(Items from a collection)
┄┄┄┄┄┄

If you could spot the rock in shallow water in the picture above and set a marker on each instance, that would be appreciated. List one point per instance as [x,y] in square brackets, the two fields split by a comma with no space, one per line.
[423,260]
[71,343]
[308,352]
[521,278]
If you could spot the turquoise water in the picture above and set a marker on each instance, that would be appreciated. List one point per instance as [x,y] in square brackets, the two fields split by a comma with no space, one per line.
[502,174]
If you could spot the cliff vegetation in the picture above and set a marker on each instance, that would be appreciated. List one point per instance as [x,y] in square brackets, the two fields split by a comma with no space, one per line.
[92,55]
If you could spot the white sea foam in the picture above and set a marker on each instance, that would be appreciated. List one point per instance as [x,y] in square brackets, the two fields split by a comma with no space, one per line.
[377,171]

┄┄┄┄┄┄

*SET EXERCISE*
Copy every item above word for word, keeping each line as it stands.

*SOLUTION TO THIS EXERCISE*
If you could spot the rock in shallow water in the picture above and set a marker on each instance, that would be appreciated. List one point per instance as [x,y] in square brackets, the two fields split by a comma with no space, one per line.
[423,260]
[71,343]
[308,352]
[521,278]
If you could spot the turquoise water in the picture above and set a marker on each instance, that would be appreciated. List one point per instance as [x,y] in square brackets, the two fields split by a comma with no space, one per line.
[502,174]
If you could spot the cliff vegetation in the picture above and set a marker on each instance, that would be appreciated. List one point per instance as [x,y] in square brackets, the two fields split by a comma with no space, one per line.
[92,55]
If you could spot the white sea foam in the picture above and set a marker on each instance, that would be appreciated. List one point per instance as [x,y] in square brackets, the two fields split by a comma with no space, one per line.
[377,171]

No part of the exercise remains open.